Les juifs, les opposants politiques, communistes, socialistes, syndicalistes, les tziganes, les minorités, les asociaux, ont fait l’objet d’un plan méthodique d’élimination, car ils sont (ce sont les termes du 3ème Reich) des « sous-hommes ». Tout ce qui résiste doit être éliminé, tout ce qui est différent doit être éradiqué. Industrie de la haine, industrie de la mort : cette guerre, aussi bien dans son processus historique que dans les moyens utilisés, est la guerre du capitalisme. La mort doit obéir à un régime de production, elle doit devenir rentable, viable, chiffrée.
Camps d’extermination, armes de destruction massive, expérimentations sur les corps humains, génocides, ce n’est pas une ligne, mais bien plusieurs que le 3ème Reich et le nazisme ont franchies : celles du genre humain, celles de la foi en l’homme, celles du respect du corps. 67 ans après, le choc psychologique provoqué par ce désastre, sans précédent dans la grande histoire des civilisations humaines, reste intact en chacun de nous. Il agit moins sur le registre émotionnel.
════════════════════
CONSIGNE 1:
Selon l'extrait, quel terme le 3ème Reich employait-il pour désigner les groupes visés par le plan d'élimination ?
CONSIGNE 2:
Rédigez la suite de l'extrait sur les crimes du nazisme, à partir de sa dernière phrase.
Les lignes ci-dessous n'ont aucun lien avec l'extrait.

DONNÉES FOURNIES:
════════════════════
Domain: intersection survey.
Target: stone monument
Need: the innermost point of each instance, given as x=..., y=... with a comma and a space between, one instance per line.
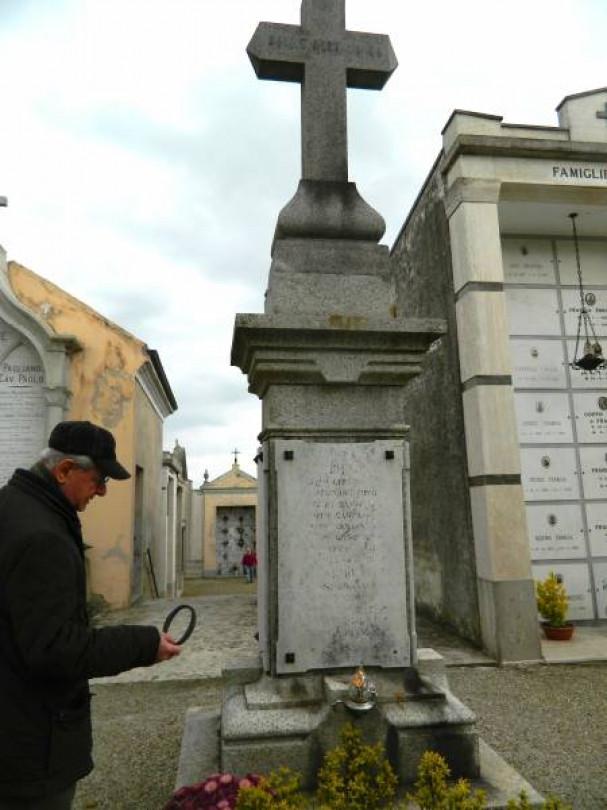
x=329, y=359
════════════════════
RÉPONSE ATTENDUE 1:
Le terme « sous-hommes ».

RÉPONSE ATTENDUE 2:
Heureusement que la justice des hommes est passée par là, de Nuremberg au Procès Barbie, de l’ouverture d’archives, notamment sur Pétain, et sur son rôle actif qu’il a joué tout au long de la collaboration, ou encore dans l’élaboration du statut juif du 18 octobre 1940. Mais ce gouffre, ce sentiment d’irréparable est toujours là, sous nos pieds.
Tout siècle accapare les hommes, au risque de les rendre moins précautionneux, moins vigilants, moins résistants. Dans ce qui nous échappe, c’est bien sûr comment un régime totalitaire peut construire pas à pas sa propre démence, emportant avec lui son peuple, et toute forme de rationalisme.
Le 3ème Reich ne s’est pas fait en un jour, il s’est bâti sur la durée, même si les premiers éléments de la haine, et qu’une partie de ce qui allait suivre, étaient écrits noir sur blanc dans Mein Kampf. Profitant à la fois de la décomposition de la République de Weimar et de la crise de 29, il va jouer sur l’humiliation de la nation, la recherche systématique de boucs-émissaires, les premières répressions contre les communistes, puis les syndicalistes, socialistes, la nuit de Cristal, les pogroms contre les juifs.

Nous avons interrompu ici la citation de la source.